# [Your goal]
Every line of the data must be retyped exactly as it stands.

# [Information supplied]
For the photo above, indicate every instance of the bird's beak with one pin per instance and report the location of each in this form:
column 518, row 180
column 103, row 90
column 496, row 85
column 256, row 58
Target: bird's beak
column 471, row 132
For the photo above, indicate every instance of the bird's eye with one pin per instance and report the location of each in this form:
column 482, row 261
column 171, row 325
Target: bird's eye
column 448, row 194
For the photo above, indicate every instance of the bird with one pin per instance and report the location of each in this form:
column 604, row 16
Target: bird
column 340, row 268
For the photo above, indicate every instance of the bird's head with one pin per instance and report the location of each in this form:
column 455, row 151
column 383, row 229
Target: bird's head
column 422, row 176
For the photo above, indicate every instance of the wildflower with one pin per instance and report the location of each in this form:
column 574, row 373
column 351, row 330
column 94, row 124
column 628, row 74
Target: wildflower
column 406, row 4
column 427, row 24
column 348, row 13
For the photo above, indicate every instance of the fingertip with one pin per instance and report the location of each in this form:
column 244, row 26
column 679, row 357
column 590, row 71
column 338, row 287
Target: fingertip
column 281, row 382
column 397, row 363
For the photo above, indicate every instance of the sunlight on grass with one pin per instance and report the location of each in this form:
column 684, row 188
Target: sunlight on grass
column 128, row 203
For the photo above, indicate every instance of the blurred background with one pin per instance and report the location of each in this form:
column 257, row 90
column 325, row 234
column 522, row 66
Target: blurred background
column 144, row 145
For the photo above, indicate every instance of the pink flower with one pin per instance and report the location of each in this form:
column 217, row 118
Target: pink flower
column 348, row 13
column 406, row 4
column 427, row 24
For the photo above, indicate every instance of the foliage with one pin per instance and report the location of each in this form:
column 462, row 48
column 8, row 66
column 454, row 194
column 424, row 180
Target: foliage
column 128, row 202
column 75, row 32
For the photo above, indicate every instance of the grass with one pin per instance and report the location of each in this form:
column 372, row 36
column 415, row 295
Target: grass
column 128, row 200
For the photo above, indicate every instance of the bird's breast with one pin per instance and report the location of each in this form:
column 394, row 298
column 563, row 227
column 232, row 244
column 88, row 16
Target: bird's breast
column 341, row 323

# [Task output]
For the photo above, indicate every instance of the bird's beak with one pin per instance and report the location of each in this form:
column 518, row 180
column 103, row 90
column 496, row 85
column 256, row 58
Target: bird's beak
column 471, row 132
For the photo above, indicate every instance of the bird's eye with one pin per instance and report the location of each in this form:
column 482, row 261
column 171, row 325
Target: bird's eye
column 448, row 194
For the photo above, indicate every instance of the bird with one pin per instance and report the location of each in this form:
column 604, row 16
Target: bird
column 340, row 268
For the photo above, indicate every instance of the bird's head with one pin per instance and report the location of each in this form:
column 455, row 151
column 383, row 229
Target: bird's head
column 422, row 176
For the photo above, indicate every instance of the wildflower with one pin per instance and report the location of each in this form:
column 574, row 373
column 351, row 330
column 94, row 124
column 628, row 74
Target: wildflower
column 406, row 4
column 427, row 24
column 348, row 13
For the photo above, indicate every instance of the fingertip with one pin per instance and report the location of each in this form:
column 244, row 26
column 679, row 357
column 590, row 71
column 338, row 287
Target: fingertip
column 281, row 382
column 397, row 363
For the photo above, indicate every instance of the sunlight on grass with one pin per instance and report the location of each in this form:
column 684, row 188
Target: sunlight on grass
column 128, row 203
For the photo above, indicate every instance of the blurred background with one pin per instance and report the location of each in this form:
column 257, row 90
column 325, row 234
column 522, row 66
Target: blurred background
column 144, row 145
For the photo above, indicate every instance of the pink flower with one pin per instance and report the location of each in this form:
column 217, row 118
Target: pink flower
column 348, row 13
column 406, row 4
column 427, row 24
For the photo above, indicate every instance of the foliage with one pin per instance and report the location of each in this form:
column 462, row 48
column 8, row 66
column 454, row 194
column 424, row 180
Target: foliage
column 128, row 202
column 75, row 32
For the photo above, indicate every instance of the grass with one pin per instance and report the location of each in this form:
column 372, row 36
column 415, row 295
Target: grass
column 128, row 200
For the photo above, indicate every instance of the bird's breast with one pin per instance and report the location of each in this form:
column 394, row 298
column 563, row 227
column 232, row 244
column 88, row 16
Target: bird's breast
column 341, row 323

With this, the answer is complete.